Gather all lines in the entries that include the word "surface".

DATA FOR THE TASK
★ ★ ★
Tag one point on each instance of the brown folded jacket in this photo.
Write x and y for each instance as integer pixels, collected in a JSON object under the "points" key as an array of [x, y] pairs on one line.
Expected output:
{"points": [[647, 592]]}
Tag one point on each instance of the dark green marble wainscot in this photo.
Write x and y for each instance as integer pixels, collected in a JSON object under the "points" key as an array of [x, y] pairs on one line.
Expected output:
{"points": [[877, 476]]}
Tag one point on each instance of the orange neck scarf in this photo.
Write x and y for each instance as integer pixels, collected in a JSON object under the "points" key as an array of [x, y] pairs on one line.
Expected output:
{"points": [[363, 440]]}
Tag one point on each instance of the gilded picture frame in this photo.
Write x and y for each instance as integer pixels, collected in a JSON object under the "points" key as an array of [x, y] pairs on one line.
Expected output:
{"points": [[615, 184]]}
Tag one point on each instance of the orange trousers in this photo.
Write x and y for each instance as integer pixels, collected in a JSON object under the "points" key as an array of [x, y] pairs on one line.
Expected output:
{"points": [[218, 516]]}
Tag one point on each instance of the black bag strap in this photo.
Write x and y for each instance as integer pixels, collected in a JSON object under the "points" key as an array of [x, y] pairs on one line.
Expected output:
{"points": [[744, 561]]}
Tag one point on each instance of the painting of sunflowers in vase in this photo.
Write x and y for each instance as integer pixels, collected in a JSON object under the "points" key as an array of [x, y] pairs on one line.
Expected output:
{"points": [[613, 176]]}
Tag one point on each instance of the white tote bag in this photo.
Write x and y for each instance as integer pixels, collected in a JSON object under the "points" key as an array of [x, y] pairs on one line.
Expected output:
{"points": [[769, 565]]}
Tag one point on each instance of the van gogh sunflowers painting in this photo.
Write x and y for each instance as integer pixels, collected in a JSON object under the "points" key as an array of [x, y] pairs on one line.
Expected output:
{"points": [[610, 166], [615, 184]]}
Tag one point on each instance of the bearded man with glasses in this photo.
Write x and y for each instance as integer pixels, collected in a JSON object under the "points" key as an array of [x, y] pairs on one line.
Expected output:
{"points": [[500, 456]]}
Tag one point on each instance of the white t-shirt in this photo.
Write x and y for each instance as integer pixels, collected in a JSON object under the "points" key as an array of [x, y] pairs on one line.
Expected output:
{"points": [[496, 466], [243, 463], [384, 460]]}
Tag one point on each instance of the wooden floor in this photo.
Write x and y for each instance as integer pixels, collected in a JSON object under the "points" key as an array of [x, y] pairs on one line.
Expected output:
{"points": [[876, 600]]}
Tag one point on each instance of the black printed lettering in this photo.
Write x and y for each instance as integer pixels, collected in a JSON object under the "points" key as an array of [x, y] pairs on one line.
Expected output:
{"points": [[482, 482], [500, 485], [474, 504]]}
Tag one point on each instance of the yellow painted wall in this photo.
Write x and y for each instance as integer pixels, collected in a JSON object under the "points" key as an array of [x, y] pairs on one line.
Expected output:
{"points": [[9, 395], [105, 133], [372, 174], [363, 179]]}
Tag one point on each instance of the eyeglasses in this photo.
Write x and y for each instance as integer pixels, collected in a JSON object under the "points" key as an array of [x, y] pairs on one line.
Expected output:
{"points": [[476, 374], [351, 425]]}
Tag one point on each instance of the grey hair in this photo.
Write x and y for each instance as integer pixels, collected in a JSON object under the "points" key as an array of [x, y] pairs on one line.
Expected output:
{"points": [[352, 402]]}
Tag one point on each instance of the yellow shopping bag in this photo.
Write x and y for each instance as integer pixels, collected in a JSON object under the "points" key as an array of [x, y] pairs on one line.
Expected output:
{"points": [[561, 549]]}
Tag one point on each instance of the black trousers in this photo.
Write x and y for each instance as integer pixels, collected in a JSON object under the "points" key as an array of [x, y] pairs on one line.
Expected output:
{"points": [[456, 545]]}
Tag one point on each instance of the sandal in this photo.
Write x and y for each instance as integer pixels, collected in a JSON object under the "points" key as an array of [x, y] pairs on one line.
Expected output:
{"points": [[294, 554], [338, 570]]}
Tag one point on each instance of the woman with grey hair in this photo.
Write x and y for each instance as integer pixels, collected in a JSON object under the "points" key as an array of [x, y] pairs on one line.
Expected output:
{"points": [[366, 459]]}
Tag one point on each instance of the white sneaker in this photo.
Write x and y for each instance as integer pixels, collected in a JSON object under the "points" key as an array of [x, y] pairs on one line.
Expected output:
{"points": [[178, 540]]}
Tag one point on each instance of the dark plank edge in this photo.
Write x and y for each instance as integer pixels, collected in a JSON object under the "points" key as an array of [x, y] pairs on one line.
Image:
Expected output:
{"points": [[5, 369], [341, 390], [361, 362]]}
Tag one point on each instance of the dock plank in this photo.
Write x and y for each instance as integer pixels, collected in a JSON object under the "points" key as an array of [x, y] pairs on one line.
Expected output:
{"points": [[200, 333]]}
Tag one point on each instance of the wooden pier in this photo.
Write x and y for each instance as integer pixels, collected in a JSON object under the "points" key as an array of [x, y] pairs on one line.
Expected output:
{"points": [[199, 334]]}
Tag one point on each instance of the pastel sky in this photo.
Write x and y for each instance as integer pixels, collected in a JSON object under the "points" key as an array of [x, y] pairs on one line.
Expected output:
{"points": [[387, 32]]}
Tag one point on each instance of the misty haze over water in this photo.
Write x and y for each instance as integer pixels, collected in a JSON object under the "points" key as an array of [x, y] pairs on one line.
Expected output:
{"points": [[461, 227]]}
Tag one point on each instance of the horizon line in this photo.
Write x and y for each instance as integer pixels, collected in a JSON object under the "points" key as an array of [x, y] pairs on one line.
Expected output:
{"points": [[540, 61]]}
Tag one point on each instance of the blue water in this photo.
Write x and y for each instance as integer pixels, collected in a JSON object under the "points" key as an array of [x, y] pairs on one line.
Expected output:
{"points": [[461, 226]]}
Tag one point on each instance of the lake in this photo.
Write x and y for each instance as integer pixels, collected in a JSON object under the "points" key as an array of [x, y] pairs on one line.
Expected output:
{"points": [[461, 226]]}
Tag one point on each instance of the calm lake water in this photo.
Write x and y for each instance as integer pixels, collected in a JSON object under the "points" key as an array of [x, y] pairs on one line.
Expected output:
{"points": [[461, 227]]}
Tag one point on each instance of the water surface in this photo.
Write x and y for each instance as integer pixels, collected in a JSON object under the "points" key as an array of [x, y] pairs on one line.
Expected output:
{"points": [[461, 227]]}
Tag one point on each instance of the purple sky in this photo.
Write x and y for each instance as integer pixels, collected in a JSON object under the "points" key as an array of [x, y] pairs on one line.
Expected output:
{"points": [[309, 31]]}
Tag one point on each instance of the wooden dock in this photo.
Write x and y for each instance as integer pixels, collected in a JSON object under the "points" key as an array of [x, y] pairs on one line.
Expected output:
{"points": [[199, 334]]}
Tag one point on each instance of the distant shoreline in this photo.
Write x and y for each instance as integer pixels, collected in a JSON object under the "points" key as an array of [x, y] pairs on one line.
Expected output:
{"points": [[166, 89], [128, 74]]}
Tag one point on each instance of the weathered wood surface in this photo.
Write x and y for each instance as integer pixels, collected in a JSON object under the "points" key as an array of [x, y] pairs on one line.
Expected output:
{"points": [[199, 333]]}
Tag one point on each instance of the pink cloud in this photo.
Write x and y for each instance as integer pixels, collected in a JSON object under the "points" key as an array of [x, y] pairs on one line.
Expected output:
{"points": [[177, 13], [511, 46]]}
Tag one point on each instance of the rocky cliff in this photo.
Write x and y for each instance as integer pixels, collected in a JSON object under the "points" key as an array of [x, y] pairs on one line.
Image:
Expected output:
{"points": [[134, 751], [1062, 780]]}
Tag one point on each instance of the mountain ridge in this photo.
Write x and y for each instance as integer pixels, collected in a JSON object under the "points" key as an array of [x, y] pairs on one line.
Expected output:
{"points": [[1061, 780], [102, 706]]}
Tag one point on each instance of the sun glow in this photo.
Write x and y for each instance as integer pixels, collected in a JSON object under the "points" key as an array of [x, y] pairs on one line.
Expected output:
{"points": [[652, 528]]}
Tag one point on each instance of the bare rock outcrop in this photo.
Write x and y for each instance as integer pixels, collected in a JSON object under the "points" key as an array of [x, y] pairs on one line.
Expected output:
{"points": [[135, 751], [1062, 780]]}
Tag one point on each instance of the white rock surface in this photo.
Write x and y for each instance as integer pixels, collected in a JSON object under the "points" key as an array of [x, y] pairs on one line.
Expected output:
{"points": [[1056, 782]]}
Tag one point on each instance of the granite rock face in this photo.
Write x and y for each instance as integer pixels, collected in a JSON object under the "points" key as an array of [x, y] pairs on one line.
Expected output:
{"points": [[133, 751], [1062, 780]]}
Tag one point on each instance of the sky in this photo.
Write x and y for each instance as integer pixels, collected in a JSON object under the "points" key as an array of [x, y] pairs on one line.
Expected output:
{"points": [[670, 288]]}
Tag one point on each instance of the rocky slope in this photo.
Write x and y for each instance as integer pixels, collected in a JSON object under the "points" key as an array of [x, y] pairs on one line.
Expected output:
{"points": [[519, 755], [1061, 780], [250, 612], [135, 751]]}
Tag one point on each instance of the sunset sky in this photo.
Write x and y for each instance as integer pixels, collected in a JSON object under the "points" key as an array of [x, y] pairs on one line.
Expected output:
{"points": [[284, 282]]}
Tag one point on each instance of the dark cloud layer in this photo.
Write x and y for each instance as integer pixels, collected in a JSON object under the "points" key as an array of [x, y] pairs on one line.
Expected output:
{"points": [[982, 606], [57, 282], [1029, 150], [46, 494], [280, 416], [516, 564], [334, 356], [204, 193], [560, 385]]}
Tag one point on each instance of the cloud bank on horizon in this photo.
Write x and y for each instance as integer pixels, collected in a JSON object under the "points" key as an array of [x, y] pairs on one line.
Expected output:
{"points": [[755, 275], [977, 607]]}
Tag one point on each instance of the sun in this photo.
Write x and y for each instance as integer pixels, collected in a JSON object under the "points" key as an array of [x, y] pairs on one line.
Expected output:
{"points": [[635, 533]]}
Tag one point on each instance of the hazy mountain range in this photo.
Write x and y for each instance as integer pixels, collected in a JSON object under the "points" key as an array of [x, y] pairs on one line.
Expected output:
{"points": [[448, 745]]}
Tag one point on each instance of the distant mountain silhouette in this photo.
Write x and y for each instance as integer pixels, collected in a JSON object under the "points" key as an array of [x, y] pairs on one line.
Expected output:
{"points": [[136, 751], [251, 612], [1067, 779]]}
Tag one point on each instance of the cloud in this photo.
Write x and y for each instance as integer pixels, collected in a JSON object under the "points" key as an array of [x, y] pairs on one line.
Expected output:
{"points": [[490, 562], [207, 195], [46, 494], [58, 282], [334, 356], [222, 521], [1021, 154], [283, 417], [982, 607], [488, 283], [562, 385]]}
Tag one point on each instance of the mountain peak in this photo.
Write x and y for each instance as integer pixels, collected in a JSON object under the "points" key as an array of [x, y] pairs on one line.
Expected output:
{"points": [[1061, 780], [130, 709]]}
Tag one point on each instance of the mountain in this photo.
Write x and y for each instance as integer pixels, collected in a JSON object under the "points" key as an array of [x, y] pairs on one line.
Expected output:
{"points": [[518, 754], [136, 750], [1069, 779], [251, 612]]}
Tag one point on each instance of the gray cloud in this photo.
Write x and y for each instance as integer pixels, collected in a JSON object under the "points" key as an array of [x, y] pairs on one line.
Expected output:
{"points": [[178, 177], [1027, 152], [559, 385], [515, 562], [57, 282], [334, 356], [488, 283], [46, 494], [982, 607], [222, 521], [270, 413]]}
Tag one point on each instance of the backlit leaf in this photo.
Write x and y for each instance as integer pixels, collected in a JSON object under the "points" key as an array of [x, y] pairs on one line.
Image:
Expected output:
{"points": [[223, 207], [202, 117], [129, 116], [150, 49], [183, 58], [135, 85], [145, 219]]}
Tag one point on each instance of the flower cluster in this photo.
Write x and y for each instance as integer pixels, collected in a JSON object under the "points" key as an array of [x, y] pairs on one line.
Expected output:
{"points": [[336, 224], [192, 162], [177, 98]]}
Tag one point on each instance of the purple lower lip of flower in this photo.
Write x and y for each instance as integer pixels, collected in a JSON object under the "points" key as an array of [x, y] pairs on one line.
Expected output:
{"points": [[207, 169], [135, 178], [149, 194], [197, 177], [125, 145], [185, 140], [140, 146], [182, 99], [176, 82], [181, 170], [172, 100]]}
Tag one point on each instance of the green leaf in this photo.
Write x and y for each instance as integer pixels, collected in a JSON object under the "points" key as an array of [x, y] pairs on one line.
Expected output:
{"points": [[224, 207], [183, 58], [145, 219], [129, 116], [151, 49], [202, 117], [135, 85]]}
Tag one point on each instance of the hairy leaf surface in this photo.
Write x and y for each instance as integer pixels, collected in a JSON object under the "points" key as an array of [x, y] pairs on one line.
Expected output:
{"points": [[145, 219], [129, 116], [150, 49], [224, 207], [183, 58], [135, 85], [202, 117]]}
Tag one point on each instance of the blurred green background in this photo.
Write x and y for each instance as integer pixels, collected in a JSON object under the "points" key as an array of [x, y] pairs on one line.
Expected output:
★ ★ ★
OUTPUT OF THE TASK
Tag one point on each instance of the water surface in this photo.
Tag one point on each instance of the weathered wood surface in this photo.
Tag one point on each instance of the white rock surface in this photo.
Tag one point on each instance of the hairy leaf surface in this photo.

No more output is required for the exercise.